Can you give the listing again from the line with "formatted like (475,572)" to the line with "Target: gold dome with circular pattern", swapping "medallion" for "rosette" and keeping everything else the same?

# ENTRIES
################

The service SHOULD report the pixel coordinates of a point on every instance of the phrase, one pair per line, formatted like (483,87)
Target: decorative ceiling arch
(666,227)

################

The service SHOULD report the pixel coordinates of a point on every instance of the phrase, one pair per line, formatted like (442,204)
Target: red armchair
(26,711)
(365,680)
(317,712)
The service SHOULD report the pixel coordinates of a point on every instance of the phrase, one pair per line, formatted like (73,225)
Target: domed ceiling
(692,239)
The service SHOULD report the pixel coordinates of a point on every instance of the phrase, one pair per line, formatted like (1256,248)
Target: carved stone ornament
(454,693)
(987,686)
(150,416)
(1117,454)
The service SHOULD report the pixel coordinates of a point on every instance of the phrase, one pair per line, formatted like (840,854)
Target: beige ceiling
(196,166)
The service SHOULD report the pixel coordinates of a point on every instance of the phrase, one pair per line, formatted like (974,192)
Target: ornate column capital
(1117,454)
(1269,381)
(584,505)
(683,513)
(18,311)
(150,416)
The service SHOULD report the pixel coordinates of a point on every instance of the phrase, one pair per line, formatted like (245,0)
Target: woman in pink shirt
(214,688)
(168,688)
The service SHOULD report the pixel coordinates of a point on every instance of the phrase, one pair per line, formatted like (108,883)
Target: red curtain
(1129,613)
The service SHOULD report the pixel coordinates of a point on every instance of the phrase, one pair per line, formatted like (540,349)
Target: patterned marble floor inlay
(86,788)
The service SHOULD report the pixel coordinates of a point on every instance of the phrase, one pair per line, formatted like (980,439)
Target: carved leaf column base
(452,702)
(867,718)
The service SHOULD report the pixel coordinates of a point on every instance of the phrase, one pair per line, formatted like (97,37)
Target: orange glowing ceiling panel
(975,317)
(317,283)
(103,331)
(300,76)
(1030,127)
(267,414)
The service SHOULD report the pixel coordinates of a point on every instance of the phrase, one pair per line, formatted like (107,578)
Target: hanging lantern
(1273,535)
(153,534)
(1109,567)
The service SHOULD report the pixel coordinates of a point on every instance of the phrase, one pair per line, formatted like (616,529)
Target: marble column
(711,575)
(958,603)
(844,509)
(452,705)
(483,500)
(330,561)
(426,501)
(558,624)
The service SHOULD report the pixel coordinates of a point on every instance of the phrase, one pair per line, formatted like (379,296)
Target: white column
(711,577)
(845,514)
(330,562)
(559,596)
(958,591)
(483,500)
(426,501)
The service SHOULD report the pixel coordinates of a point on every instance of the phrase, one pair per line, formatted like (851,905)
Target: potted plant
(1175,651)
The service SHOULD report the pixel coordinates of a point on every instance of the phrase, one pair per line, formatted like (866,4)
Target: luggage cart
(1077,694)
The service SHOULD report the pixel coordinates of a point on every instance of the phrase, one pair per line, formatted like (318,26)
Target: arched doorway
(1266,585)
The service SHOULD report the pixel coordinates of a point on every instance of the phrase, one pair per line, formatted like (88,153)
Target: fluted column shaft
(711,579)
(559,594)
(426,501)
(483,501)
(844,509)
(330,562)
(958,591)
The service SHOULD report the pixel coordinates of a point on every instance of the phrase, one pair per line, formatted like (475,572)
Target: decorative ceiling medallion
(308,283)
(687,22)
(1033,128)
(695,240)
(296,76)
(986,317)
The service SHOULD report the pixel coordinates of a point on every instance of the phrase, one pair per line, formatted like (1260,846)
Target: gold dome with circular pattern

################

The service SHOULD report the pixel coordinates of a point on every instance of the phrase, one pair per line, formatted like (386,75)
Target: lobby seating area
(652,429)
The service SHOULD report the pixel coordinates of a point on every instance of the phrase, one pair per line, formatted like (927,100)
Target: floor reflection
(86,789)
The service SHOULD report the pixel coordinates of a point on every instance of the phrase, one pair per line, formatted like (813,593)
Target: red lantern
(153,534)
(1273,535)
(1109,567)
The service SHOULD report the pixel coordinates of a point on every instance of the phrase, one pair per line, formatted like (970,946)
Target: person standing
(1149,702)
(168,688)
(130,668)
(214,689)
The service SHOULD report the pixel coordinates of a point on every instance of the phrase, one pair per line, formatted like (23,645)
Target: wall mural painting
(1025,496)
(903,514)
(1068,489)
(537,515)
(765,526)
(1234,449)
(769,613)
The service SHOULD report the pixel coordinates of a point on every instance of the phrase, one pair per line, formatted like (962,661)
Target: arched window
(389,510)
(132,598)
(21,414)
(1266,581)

################

# REPLY
The service SHOULD report the pixel coordinates of a point on every instance of the phrase, one pair per line, formatted like (475,572)
Target: decorative ceiling rosette
(308,283)
(687,22)
(1033,128)
(695,240)
(296,76)
(986,317)
The service SHOULD report the pixel coordinates of a point on every instance of the phrase, one pair per line, formatted like (1260,846)
Target: gold dome with circular pattern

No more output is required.